AIM OF THE TASK: Copy the material from its start through the line containing "<point>292,154</point>", both ends included, with the requests kept and -139 added to every coordinate in the answer points. Leave the pictures out.
* * * * * * *
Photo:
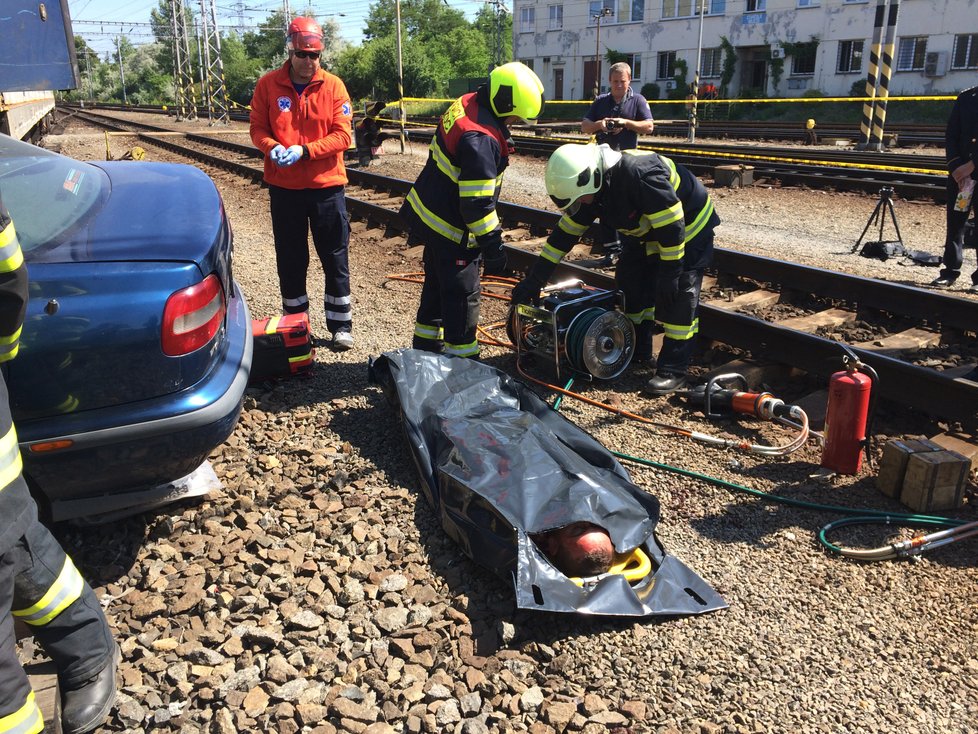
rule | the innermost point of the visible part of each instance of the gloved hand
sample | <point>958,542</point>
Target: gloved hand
<point>526,291</point>
<point>667,287</point>
<point>276,154</point>
<point>292,154</point>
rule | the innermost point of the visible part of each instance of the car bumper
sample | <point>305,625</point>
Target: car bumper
<point>125,449</point>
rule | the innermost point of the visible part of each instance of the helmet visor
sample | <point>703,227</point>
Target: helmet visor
<point>307,42</point>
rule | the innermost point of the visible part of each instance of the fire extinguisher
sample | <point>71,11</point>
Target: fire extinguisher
<point>848,415</point>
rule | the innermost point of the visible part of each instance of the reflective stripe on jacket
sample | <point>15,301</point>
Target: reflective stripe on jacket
<point>648,197</point>
<point>16,506</point>
<point>453,200</point>
<point>320,119</point>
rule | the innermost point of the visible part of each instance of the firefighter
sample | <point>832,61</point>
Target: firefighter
<point>38,582</point>
<point>666,220</point>
<point>451,208</point>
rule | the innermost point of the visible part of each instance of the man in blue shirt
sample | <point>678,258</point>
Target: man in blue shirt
<point>617,118</point>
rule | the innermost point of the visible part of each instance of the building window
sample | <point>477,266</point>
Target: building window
<point>911,53</point>
<point>690,8</point>
<point>595,7</point>
<point>850,57</point>
<point>556,17</point>
<point>965,52</point>
<point>803,60</point>
<point>666,65</point>
<point>630,11</point>
<point>635,62</point>
<point>711,62</point>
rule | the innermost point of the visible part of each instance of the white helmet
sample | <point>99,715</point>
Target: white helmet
<point>575,170</point>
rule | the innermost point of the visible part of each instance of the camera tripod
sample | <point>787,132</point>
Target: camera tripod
<point>884,205</point>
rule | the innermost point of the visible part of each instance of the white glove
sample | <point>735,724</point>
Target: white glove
<point>290,156</point>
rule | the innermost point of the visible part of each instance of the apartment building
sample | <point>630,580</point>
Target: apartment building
<point>780,48</point>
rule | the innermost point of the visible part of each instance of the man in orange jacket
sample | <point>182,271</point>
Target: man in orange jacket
<point>300,119</point>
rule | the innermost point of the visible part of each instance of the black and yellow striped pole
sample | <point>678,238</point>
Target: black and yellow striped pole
<point>874,59</point>
<point>400,75</point>
<point>886,70</point>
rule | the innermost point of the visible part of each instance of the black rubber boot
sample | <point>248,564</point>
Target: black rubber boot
<point>665,383</point>
<point>87,707</point>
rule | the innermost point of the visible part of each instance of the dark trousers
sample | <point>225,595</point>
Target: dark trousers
<point>294,213</point>
<point>77,637</point>
<point>954,239</point>
<point>448,314</point>
<point>635,276</point>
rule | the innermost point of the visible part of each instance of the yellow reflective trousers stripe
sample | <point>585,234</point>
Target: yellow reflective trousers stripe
<point>64,592</point>
<point>10,462</point>
<point>25,720</point>
<point>11,256</point>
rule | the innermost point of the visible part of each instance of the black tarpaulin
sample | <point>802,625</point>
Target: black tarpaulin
<point>498,465</point>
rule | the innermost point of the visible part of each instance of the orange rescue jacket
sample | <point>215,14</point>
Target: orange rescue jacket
<point>319,119</point>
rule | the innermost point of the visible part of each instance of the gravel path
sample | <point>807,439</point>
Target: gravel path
<point>316,592</point>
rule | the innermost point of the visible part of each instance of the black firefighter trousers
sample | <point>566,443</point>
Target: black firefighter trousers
<point>294,213</point>
<point>41,586</point>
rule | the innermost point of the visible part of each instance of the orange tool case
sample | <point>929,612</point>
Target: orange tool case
<point>283,347</point>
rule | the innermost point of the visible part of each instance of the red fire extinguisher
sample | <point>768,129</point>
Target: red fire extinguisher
<point>847,416</point>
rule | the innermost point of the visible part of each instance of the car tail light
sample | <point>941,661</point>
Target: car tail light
<point>192,317</point>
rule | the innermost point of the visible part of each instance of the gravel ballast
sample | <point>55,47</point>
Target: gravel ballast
<point>316,592</point>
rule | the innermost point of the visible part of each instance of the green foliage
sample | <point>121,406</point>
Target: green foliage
<point>680,69</point>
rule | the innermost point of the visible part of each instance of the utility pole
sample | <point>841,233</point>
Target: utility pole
<point>122,74</point>
<point>215,87</point>
<point>597,48</point>
<point>400,74</point>
<point>497,33</point>
<point>182,65</point>
<point>696,77</point>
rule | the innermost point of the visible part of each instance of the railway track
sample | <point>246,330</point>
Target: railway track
<point>796,315</point>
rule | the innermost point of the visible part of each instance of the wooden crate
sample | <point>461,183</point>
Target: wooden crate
<point>935,480</point>
<point>893,465</point>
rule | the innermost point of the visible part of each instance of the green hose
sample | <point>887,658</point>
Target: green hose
<point>860,516</point>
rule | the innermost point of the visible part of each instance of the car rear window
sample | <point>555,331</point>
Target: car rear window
<point>48,195</point>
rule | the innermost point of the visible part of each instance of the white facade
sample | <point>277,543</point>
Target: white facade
<point>935,49</point>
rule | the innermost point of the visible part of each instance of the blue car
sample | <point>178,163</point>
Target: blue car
<point>137,342</point>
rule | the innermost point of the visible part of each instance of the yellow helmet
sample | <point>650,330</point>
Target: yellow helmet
<point>575,170</point>
<point>514,90</point>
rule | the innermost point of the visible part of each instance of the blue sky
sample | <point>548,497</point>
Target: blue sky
<point>101,21</point>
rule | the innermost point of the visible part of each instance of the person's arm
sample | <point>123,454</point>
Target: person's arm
<point>642,122</point>
<point>338,133</point>
<point>13,288</point>
<point>260,126</point>
<point>592,122</point>
<point>563,238</point>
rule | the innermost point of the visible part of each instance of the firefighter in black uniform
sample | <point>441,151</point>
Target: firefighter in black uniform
<point>451,208</point>
<point>38,582</point>
<point>666,220</point>
<point>961,149</point>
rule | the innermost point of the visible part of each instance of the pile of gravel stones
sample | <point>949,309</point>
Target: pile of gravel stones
<point>317,592</point>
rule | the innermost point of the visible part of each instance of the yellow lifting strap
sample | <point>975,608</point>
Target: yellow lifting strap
<point>634,566</point>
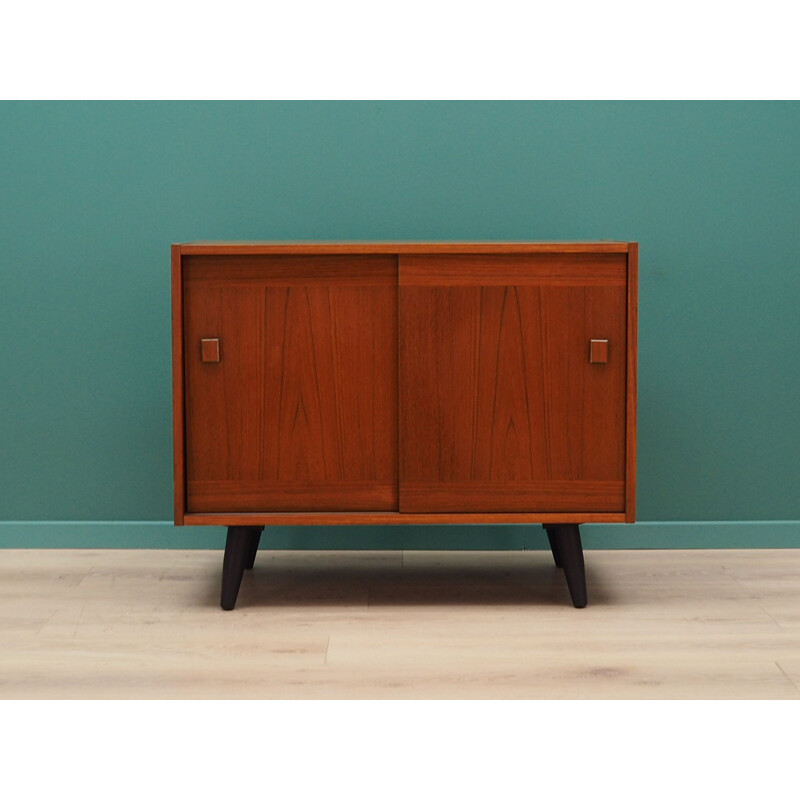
* * * * * * *
RESULT BELOW:
Photo:
rule | the innermost point of the visible part of each instance of the gloved hand
sample | <point>958,542</point>
Target: gloved hand
<point>387,152</point>
<point>528,148</point>
<point>137,15</point>
<point>153,15</point>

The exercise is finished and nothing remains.